**WORK TO DO**
Go through the entries below and write each one out exactly.
=-=-=-=-=
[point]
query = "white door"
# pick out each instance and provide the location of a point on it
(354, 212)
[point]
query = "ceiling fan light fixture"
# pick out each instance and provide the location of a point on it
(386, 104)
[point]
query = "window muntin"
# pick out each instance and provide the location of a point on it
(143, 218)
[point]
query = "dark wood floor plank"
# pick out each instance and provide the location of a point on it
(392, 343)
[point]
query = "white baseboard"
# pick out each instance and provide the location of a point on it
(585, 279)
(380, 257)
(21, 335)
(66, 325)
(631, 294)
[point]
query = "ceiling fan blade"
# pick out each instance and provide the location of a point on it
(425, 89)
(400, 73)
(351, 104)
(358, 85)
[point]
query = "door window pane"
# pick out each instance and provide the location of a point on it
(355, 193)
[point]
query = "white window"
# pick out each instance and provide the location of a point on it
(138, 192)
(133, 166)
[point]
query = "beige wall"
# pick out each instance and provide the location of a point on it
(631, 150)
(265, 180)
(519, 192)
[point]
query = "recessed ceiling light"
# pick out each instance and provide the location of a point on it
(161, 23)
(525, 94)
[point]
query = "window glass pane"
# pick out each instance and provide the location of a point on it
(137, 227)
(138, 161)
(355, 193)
=-=-=-=-=
**RESULT OF THIS EXERCISE**
[point]
query = "white door"
# pick out each instance and provide the location of a point on it
(354, 212)
[point]
query = "ceiling fan light fixture"
# pick out each instance and provide the location of a point on it
(386, 104)
[point]
query = "window muntin"
# pick out each instance and provide the location of a point on it
(143, 218)
[point]
query = "dark wood floor plank"
# pick out each instance and provide the location of a point on it
(392, 343)
[point]
query = "white baseboard"
# pick out each instance and provide the location of a point on it
(585, 279)
(380, 257)
(21, 335)
(66, 325)
(631, 294)
[point]
query = "ceiling fan blade"
# pick out each instance and provide the location of a point on it
(425, 89)
(400, 73)
(351, 104)
(358, 85)
[point]
query = "door window pane"
# pick out each instance and provide the location of a point on it
(355, 193)
[point]
query = "white window"
# pick out each instance and provide the location of a point on it
(138, 192)
(133, 166)
[point]
query = "beige wall"
# pick out each instance and provide the location of a point on it
(631, 150)
(265, 180)
(519, 192)
[point]
query = "recessed ceiling light"
# pick out each instance and provide the location of a point on it
(161, 23)
(525, 94)
[point]
query = "window glass pane"
# pick out each instance and provide the location of a point on it
(137, 227)
(138, 161)
(355, 193)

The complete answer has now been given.